Exercise instructions -
a – According to the passage on Vestin's full credit bid at a foreclosure sale, what three things does Vestin in effect concede it is unable to plead? List each one.
b – Proceed with the passage on Vestin's full credit bid at the foreclosure sale, writing on from its final sentence.

Provided text -
========================================================================

Vestin obviously believes that it has pleaded all pertinent facts that it can plead and that the judgment is therefore a final judgment for practical purposes. Vestin thus, in effect, concedes that it is unable to plead, for instance, that it was weak-minded and unsophisticated, or that it was deceived by any fraudulent actions, or that its neglect was excusable due to factors outside its control. Vestin, in a futile effort to separate itself from its agent conceptually, states that it “did not intend” for the agent to bid the full value of the debt. It says that its agent “erroneously” made a full credit bid. Because Vestin cannot legally separate itself from its agent, however, the legal effect of the petition acknowledges an error by Vestin which cannot be attributed to third parties or circumstances outside of its control.
Vestin does not purport to deny that a careful lender would be expected to recognize that when there is any desire to collect a deficiency after a foreclosure sale, the lender ought not to make a “full credit bid” at the foreclosure sale. Though the error in bidding presumably was due to either a misunderstanding or a miscommunication, and is understandable, that is not the same thing as saying that a court applying equitable principles has an obligation to consider it legally excusable, especially when dealing with a “caveat emptor ” non-judicial foreclosure sale. The later reversal of a non-judicial foreclosure sale would likely have substantial economic consequences beyond those of the lender. Nevertheless, Vestin now seeks relief, contending that equity has the authority to save it from its own error so that an unjust windfall is not granted to debtors.
Point Relied On
Rule 84.04(d) requires that, in addition to stating the challenged decision of the trial court and the legal basis for claiming reversible error, a point relied on must state facts that demonstrate how, in the context of the case, the trial court erred. Rule 84.04. “It is not sufficient to merely set out in the point what the alleged errors are without stating why the ruling is erroneous.” Holland v. Crow, 203 S.W.3d 295, 299 (Mo.App.2006)(emphasis added).
Vestin's Point Relied On states that the court erred in dismissing the petition
․ in that Vestin pleaded facts to show it had no adequate remedy at law and that it was entitled to equitable relief to avoid an unconscionable result while returning the parties to the status quo.
The Point Relied On, among other deficiencies, does not identify precisely any key facts that were pleaded which would trigger or authorize an exercise of equitable authority in this circumstance. Without any elaboration of the key facts, and a statement as to how those facts would invoke equity, the Point Relied On reflects Vestin's hope or belief that equity must intervene to set aside a non-judicial foreclosure sale whenever an unconscionable result flows from a bidding error. That hope or belief does not seem supported in view of the substantial authority to the contrary, as discussed below.
Full Credit Bid
As Vestin recognizes, there is very little authority indicating that it is proper for equity to set aside a foreclosure sale where a party, through ignorance or inadvertence, made a full credit bid without understanding that the usual consequence of such a bid is a release of other collateral (because of the extinguishment of the debt). Foreclosure sales are more difficult to set aside due to mistake than certain other types of transactions. See Todd, Missouri Foreclosure Manual, in 38 Missouri Practice Series, section 4.10-11, at 76-79 (2008-09 ed.).

========================================================================

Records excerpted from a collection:
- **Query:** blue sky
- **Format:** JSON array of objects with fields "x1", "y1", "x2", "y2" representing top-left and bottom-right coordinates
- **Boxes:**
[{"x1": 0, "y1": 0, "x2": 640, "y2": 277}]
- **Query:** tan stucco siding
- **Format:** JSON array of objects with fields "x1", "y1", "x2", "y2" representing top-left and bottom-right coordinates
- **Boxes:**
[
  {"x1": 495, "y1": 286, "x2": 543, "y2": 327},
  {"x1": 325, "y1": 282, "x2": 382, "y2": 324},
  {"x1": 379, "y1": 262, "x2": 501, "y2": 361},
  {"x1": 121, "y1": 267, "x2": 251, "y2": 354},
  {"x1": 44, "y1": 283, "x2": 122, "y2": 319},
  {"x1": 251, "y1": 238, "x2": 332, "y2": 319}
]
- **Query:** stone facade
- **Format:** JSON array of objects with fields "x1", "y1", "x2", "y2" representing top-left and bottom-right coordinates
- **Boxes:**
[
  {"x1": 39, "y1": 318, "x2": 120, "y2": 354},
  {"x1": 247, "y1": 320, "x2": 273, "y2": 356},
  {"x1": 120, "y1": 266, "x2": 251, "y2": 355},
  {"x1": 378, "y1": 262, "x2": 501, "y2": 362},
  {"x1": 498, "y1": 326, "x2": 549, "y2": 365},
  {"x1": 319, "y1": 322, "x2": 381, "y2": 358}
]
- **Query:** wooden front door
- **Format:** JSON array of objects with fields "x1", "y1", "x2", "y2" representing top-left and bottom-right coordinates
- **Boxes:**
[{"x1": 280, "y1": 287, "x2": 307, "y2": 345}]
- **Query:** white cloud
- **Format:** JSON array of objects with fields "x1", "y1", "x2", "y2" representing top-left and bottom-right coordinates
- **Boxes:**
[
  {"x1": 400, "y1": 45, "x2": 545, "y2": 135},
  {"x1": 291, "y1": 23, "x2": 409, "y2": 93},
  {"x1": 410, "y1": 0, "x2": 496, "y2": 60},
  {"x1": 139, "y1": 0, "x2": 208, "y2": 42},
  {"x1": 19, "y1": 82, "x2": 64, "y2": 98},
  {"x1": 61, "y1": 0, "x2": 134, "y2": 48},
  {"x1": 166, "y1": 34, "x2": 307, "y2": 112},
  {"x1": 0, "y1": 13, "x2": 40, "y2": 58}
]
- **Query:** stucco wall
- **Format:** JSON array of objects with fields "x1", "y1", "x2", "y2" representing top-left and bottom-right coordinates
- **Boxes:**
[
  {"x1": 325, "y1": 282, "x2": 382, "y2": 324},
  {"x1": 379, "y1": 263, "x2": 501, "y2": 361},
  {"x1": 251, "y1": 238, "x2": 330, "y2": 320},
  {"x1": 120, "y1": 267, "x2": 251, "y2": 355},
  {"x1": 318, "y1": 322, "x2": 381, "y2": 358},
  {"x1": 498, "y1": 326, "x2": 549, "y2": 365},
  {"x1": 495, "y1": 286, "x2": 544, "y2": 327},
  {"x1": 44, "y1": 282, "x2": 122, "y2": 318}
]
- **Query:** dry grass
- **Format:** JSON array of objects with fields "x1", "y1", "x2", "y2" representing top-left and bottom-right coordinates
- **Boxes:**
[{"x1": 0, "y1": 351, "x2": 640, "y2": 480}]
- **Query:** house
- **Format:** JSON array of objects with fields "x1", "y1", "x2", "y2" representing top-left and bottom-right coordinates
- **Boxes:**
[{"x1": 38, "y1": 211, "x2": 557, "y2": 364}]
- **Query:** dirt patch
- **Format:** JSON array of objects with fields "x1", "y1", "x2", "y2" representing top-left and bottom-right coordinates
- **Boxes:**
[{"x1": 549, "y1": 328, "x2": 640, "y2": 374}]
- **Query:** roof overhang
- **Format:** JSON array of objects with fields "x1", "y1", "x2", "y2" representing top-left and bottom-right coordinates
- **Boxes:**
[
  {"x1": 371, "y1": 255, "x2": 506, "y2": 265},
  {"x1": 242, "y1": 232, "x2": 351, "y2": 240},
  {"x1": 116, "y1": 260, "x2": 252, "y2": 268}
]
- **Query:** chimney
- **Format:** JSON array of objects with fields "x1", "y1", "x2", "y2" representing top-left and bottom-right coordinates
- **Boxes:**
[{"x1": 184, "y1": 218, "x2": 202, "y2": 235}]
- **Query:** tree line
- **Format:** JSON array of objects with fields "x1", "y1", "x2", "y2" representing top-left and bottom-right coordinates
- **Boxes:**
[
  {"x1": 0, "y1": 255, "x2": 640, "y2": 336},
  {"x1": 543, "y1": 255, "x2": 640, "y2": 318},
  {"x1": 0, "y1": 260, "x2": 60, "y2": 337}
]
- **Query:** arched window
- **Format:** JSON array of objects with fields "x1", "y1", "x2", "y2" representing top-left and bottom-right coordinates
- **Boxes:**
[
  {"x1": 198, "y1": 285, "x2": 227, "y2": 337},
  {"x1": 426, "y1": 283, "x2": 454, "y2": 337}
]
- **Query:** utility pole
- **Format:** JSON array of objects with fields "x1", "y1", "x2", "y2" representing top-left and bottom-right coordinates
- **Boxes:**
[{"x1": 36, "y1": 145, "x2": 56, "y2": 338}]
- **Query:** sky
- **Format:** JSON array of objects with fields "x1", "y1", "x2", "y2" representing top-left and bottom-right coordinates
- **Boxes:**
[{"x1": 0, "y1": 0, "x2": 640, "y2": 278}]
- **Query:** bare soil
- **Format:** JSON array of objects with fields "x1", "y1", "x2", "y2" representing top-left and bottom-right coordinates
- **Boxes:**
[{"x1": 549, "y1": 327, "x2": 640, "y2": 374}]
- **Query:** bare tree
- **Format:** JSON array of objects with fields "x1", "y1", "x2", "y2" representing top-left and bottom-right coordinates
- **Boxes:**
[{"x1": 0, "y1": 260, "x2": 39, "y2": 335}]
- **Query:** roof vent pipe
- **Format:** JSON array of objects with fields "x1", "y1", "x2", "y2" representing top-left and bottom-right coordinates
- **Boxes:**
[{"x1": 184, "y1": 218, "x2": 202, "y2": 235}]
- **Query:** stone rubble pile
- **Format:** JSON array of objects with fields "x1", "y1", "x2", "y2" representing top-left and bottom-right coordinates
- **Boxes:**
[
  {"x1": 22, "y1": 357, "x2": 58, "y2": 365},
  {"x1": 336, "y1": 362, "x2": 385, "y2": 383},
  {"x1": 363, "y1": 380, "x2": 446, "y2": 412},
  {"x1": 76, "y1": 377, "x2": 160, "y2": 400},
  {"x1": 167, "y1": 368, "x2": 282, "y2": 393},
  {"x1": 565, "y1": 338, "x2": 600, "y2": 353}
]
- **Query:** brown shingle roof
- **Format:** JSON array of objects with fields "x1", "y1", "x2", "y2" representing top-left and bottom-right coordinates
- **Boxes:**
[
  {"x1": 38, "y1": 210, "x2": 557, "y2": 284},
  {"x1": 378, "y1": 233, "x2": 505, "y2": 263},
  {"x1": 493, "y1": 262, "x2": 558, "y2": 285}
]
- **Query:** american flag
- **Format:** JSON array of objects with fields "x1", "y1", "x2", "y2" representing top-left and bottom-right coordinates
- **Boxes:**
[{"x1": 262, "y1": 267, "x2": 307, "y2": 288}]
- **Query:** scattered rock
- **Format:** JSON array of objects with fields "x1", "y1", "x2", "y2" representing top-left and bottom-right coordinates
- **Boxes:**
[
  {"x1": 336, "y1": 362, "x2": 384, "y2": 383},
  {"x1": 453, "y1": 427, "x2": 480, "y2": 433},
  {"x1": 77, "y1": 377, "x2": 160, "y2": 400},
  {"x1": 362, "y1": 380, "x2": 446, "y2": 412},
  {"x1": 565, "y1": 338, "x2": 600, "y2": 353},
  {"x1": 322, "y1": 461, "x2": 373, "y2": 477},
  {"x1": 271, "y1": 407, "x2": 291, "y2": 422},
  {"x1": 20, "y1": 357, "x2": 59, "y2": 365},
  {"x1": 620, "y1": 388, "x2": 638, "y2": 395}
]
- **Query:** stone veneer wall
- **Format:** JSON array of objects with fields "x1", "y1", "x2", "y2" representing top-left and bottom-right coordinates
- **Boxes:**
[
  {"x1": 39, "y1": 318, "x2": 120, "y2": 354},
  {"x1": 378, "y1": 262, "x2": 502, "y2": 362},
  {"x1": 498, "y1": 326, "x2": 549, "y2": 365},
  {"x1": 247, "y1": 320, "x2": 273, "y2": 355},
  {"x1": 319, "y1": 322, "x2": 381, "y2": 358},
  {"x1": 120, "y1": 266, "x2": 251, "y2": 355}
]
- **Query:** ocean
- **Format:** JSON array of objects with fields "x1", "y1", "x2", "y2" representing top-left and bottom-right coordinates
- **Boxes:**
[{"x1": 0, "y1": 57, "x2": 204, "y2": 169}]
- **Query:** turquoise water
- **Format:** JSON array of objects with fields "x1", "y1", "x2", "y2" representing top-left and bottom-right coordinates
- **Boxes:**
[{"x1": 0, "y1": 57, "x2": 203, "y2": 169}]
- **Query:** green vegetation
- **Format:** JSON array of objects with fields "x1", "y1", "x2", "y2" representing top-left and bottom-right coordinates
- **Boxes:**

========================================================================

Response list -
a –
- That it was weak-minded and unsophisticated
- That it was deceived by any fraudulent actions
- That its neglect was excusable due to factors outside its control

b –
Plaintiff relies to a large extent on court decisions granting equitable relief in real estate transactions that were not foreclosure sales. Such decisions are not apropos, given that a non-judicial public foreclosure sale is generally the epitome of caveat emptor, and the courts are very reluctant to vacate foreclosure sales due to bidding errors. Bidding errors may occur frequently due to lack of due diligence or ignorance of specific facts concerning the property. Frequent intervention in the name of equity may tend to unduly burden the facilitation of such transfers.
Other cases cited by Vestin involve conspiracies to prevent free and fair competition among bidders at a mortgage foreclosure sale, irregularities in the advertisement and execution of the foreclosure sale, and other factual dissimilarities.
The petition is opaque as to whether someone at Vestin forgot that there was other collateral securing the loan, or whether Vestin made a mistake of law as to the significance of a full credit bid. It is clear that the mistake was a unilateral mistake. Vestin never identifies specifically the mistaken belief under which it purportedly labored other than to suggest that the mistake was a mistake as to the net value of the property above the Wells Fargo lien. There may in fact have been a mistaken idea of value, but it is well-established that a unilateral misjudgment of value is no ground for setting aside a foreclosure sale. See, e.g., Boatmen's Bank of Jefferson County v. Cmty. Interiors, Inc., 721 S.W.2d 72, 77-78 (Mo.App.1986). Accordingly, an allegation of a lack of knowledge of market value does nothing for Vestin.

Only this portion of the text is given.